-- Begin Passage --

In a recent article, I showed a local Streamlit app that enforces role-based row access policies based on the Snowflake role used in the session variable. The selectbox in the app simulated how the app would act as users in different roles executed the app. Are native Streamlit apps capable of using RBAC for Row Access? The short answer is yes; however, the solution I found is quite complex.
This article assumes that either the hard-coded or table-driven row access policy is in place from earlier articles. The code samples shown will not work if one of those row access policy methods is not in place.
App Role in Native Streamlit
Since native Streamlit apps are objects in Snowflake, they behave like all other objects in Snowflake from an ownership and privileges standpoint. As such, when running the app, any queries against Snowflake will be executed by the app owner role, regardless of the current user’s role. Being a newer Streamlit developer, I was initially confused and frustrated with this distinction. The only supported session connection method as of the time of this article is get_current_session. When using this connection method, session.get_current_role returns the user’s current role, not the app owner role used to execute queries against Snowflake.
Session Role vs App Role
Adding a few lines of code to the demo app to display the current session role and current app roles will help illustrate the role differences at execution time.
#GET CURRENT SESSION ROLE
sess_curr_role = session.get_current_role().strip('"')
#QUERY SNOWFLAKE AND WRITE TO DATAFRAME
app_context_sql = f"""
SELECT
CURRENT_ROLE() AS APP_QUERY_ROLE,
'{sess_curr_role}' as APP_SESSION_ROLE
"""
df_app_context = session.sql(app_context_sql).collect()
#PRINT TO SCREEN
st.write("Current App Context Roles:")
st.dataframe(data=df_app_context)
App Context Roles – Executing App as ST_DEMO_ROLE
Changing Session Role
There appear to be plans for support in native Streamlit apps to support changing a session role through the use_role function like non-native Streamlit apps. Attempts to use this function return an error in the app. Additionally, adding a USE ROLE command in any SQL commands in the app also returns an error.
use_role method showing in Native Streamlit Python Editor
Using Session Role in Native Steamlit App
Through several failed iterations, I found an approach that works with native Steamlit apps using the user’s session role to enforce row access policies. Admittedly, this solution is not ideal for all applications. It adds data and object management complexity, even in small data warehouse systems.
One of the Snowflake features implemented in this solution is specifying the role used when calling procedures. Snowflake allows procedures to be executed as the OWNER or as the CALLER of the procedure. This feature will allow the native Streamlit app to call a procedure as the app role, but the procedure will execute as the procedure’s owner role which will then be used to enforce the row access policy.

-- End Passage --

■ **Brief 1**
In the passage on native Streamlit apps, which role executes queries against Snowflake when the app runs?

-- Begin Data listing --

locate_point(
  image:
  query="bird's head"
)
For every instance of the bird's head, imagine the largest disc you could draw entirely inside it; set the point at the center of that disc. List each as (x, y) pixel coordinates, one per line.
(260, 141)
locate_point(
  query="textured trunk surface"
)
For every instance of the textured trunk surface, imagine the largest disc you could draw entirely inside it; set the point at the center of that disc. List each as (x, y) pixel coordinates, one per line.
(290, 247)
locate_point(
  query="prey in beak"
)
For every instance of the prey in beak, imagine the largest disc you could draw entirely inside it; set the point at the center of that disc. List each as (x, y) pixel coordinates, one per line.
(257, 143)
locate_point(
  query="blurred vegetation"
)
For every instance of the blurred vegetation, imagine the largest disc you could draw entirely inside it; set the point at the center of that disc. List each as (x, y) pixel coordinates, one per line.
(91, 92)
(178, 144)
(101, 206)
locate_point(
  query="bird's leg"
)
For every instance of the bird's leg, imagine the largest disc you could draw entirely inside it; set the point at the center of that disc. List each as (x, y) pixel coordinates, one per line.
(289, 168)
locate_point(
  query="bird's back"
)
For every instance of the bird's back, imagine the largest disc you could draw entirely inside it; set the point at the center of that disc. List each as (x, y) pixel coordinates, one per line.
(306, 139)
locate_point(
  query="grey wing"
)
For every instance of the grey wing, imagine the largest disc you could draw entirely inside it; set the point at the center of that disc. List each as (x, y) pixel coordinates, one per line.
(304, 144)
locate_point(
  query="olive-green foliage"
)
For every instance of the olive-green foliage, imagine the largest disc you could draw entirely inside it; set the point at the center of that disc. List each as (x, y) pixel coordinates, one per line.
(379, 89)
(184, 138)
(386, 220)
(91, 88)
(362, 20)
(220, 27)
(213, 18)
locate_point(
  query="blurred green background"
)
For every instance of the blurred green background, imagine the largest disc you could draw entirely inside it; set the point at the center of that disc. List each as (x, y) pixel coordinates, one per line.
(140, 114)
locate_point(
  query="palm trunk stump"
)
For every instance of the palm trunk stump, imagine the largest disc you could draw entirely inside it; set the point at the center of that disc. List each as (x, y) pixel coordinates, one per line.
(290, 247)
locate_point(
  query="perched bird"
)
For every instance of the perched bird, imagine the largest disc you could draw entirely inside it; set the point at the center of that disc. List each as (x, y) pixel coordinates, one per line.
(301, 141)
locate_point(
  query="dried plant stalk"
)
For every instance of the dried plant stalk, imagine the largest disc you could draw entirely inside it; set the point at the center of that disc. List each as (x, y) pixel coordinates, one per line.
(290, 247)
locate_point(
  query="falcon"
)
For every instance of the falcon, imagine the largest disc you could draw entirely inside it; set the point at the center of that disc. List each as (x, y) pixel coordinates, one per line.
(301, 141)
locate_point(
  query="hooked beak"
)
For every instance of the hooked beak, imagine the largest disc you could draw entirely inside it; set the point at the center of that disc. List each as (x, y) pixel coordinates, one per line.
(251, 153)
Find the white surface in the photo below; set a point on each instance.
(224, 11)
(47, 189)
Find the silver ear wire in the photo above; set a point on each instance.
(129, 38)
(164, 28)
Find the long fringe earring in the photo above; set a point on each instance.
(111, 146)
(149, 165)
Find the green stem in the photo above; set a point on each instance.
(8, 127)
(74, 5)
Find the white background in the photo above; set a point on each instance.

-- End Data listing --

■ **Brief 2**
Duplicate the part of the listing that opens with the line containing "Find the long" and continues through the end of the listing, with both ends included.

■ **Expected output 1**
The app owner role executes them, regardless of the current user's role.

■ **Expected output 2**
Find the long fringe earring in the photo above; set a point on each instance.
(111, 146)
(149, 165)
Find the green stem in the photo above; set a point on each instance.
(8, 127)
(74, 5)
Find the white background in the photo above; set a point on each instance.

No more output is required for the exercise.